• **Data shown**:
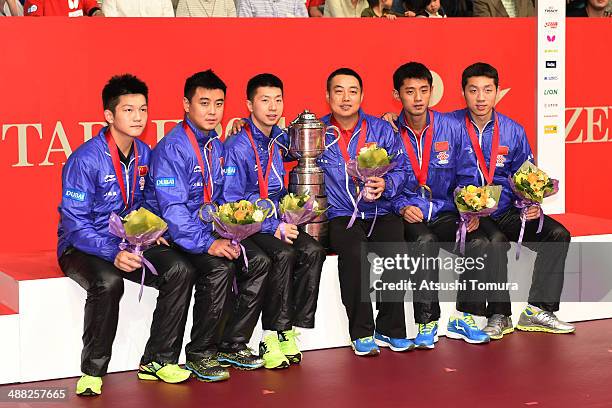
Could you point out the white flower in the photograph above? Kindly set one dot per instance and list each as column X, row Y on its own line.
column 258, row 216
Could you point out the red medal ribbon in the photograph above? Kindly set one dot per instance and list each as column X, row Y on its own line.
column 207, row 184
column 114, row 151
column 488, row 174
column 262, row 177
column 420, row 170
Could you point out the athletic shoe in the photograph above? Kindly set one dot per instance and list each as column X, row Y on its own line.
column 497, row 326
column 289, row 346
column 270, row 351
column 88, row 386
column 170, row 373
column 365, row 346
column 427, row 335
column 464, row 328
column 242, row 360
column 534, row 319
column 208, row 368
column 395, row 344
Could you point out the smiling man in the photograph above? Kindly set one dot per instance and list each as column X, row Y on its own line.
column 375, row 221
column 499, row 148
column 106, row 175
column 254, row 171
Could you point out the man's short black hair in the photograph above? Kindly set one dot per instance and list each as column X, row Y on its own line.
column 343, row 71
column 414, row 70
column 479, row 69
column 262, row 80
column 126, row 84
column 205, row 79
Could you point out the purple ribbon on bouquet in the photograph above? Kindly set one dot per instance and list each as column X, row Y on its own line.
column 464, row 220
column 523, row 203
column 135, row 244
column 362, row 174
column 138, row 250
column 524, row 206
column 236, row 233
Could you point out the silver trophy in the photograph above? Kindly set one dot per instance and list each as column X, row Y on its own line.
column 307, row 143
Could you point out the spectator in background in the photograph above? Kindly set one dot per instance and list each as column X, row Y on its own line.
column 10, row 8
column 274, row 8
column 457, row 8
column 66, row 8
column 592, row 8
column 381, row 8
column 504, row 8
column 344, row 8
column 206, row 8
column 138, row 8
column 315, row 7
column 431, row 8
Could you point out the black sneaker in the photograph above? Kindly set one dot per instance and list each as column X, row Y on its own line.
column 243, row 359
column 207, row 369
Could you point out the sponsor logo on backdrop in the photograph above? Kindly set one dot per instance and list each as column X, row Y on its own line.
column 550, row 130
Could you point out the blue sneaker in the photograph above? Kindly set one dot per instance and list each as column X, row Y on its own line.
column 465, row 328
column 395, row 344
column 427, row 336
column 365, row 346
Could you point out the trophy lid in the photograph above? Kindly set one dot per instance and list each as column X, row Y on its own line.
column 307, row 120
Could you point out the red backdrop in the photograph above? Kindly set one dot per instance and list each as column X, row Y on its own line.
column 588, row 117
column 53, row 70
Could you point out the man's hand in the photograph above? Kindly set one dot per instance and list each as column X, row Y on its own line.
column 532, row 213
column 127, row 262
column 473, row 224
column 223, row 248
column 291, row 232
column 237, row 126
column 375, row 186
column 391, row 118
column 412, row 214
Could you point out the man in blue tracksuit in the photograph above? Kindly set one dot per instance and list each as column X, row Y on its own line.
column 440, row 160
column 483, row 125
column 187, row 180
column 344, row 95
column 254, row 171
column 106, row 175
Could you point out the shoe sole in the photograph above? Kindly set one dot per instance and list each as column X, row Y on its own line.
column 237, row 365
column 457, row 336
column 428, row 346
column 382, row 343
column 371, row 353
column 504, row 332
column 205, row 378
column 544, row 329
column 284, row 364
column 294, row 359
column 88, row 393
column 148, row 376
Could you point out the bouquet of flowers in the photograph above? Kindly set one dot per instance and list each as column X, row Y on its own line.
column 473, row 201
column 139, row 230
column 298, row 209
column 531, row 185
column 372, row 161
column 239, row 220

• **Assignment**:
An exact copy of the entries above is required; pictures are not part of it.

• **Solution to this exercise**:
Could you point out the white flower in the photograph above? Kindly set one dot per instance and list each as column X, row Y on its own line.
column 258, row 216
Could you point out the red medal ribbon in the photograph above? Kindly set one dot per instance and list each as column X, row Y on its own line.
column 207, row 184
column 114, row 151
column 488, row 174
column 262, row 177
column 420, row 170
Could you point out the athletic shoe in the photograph above? Kindly set one dot per instance and list each as column X, row Y on its own line.
column 497, row 326
column 289, row 346
column 270, row 351
column 88, row 386
column 170, row 373
column 365, row 346
column 427, row 335
column 464, row 328
column 242, row 360
column 534, row 319
column 208, row 368
column 395, row 344
Could you point out the smiling man in the photograph above? Kindly set one dot per instance and list each as column X, row Y on its own line.
column 375, row 221
column 499, row 148
column 106, row 175
column 254, row 171
Could you point out the man's short black hair in the photograph above? Kindly set one dot per instance and list each as column X, row Y on its own line.
column 343, row 71
column 414, row 70
column 479, row 69
column 262, row 80
column 126, row 84
column 205, row 79
Could you point out the purple ribbon on bouquet in the photograph above? Kindly set one dot per instance and list each as column X, row Y on its own line.
column 464, row 220
column 523, row 203
column 135, row 244
column 362, row 174
column 138, row 250
column 524, row 206
column 236, row 233
Could you point out the silver trophy in the photograph above? Kindly set one dot per instance and list each as column X, row Y on its own line.
column 307, row 143
Could you point out the spectator in background in the photograph above? Kindly set one dot per instance and list each as column X, row Y on its own line.
column 10, row 8
column 274, row 8
column 457, row 8
column 66, row 8
column 592, row 8
column 381, row 8
column 504, row 8
column 344, row 8
column 206, row 8
column 138, row 8
column 315, row 7
column 431, row 8
Could you point out the black sneaker in the photograph above? Kindly set one dot per instance and list each as column X, row Y on its own line.
column 243, row 359
column 207, row 369
Could you point out the sponsor logo on backdrop in the photograph above? Kindly set one dot per instance and list each as column X, row Y on its own line.
column 550, row 130
Could you point out the blue sneaker in the photograph above? Kindly set one dot per instance and list each as column X, row Y on its own line.
column 465, row 328
column 395, row 344
column 427, row 336
column 365, row 346
Could you point out the trophy lid in the photograph above? Kindly set one dot per instance and list each as column X, row Y on its own line.
column 307, row 120
Could you point out the red backdrop in the photograph above? Kindly set one dot per instance and list each as column X, row Y on its own line.
column 588, row 117
column 53, row 70
Could you point out the man's hand in the photograph above? Kindly set one dot per instance and list each as column X, row Y on its own line.
column 532, row 213
column 127, row 262
column 473, row 224
column 223, row 248
column 291, row 232
column 237, row 126
column 375, row 186
column 391, row 118
column 412, row 214
Could you point out the man in blue tracksuit in the photograph above? Kindly set one dot per instance and list each as column X, row Y on its own line.
column 440, row 160
column 483, row 125
column 187, row 180
column 344, row 95
column 254, row 171
column 106, row 175
Could you point out the shoe sole in the photograph above? Kindly set one dot per instance and list each as column X, row Y on its own line.
column 237, row 365
column 457, row 336
column 428, row 346
column 382, row 343
column 371, row 353
column 504, row 332
column 205, row 378
column 544, row 329
column 284, row 364
column 294, row 359
column 88, row 393
column 148, row 376
Could you point out the bouquet of flowers in the photograph above? Kindly set one dot per instance and list each as column X, row Y on its own line.
column 473, row 201
column 139, row 230
column 298, row 209
column 531, row 185
column 372, row 161
column 239, row 220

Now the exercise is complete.